**ЗАДАНИЕ**: Выведи все записи ниже дословно, строка за строкой. Картинки в ответ не включай.

== ИСХОДНЫЕ ДАННЫЕ

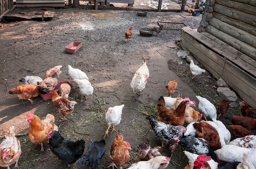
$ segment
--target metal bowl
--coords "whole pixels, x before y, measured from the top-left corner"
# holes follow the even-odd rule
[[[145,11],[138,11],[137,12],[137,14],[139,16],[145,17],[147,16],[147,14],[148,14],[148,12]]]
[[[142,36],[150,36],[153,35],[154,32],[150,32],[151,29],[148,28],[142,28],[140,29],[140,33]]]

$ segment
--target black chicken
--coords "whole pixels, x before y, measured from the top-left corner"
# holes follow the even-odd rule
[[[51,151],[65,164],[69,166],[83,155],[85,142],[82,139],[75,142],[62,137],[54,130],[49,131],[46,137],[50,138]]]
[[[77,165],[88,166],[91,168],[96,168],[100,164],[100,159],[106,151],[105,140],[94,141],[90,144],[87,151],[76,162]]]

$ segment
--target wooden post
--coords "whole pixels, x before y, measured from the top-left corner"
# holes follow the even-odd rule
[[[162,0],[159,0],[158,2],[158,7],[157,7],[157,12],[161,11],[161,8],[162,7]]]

====

**РЕЗУЛЬТАТ**:
$ segment
--target metal bowl
--coords "whole pixels, x before y, measured from the top-left corner"
# holes follow the even-odd rule
[[[145,11],[138,11],[137,12],[137,14],[139,16],[145,17],[147,16],[147,14],[148,14],[148,12]]]
[[[142,36],[150,36],[153,35],[154,32],[150,32],[151,29],[148,28],[142,28],[140,29],[140,33]]]

$ segment
--target black chicken
--coords "whole pixels, x before y, measured from the top-left corner"
# holes follow the even-odd rule
[[[51,151],[65,164],[69,166],[83,155],[85,142],[82,139],[75,142],[62,137],[54,130],[49,131],[46,137],[50,138]]]
[[[77,165],[88,166],[91,168],[96,168],[100,164],[100,159],[106,151],[105,140],[94,141],[90,144],[87,151],[76,162]]]

$ segment
--target wooden post
--coords "whole pixels, x before y, measured from the top-left corner"
# holes follow the even-odd rule
[[[162,0],[159,0],[158,2],[158,7],[157,7],[157,12],[161,11],[161,8],[162,7]]]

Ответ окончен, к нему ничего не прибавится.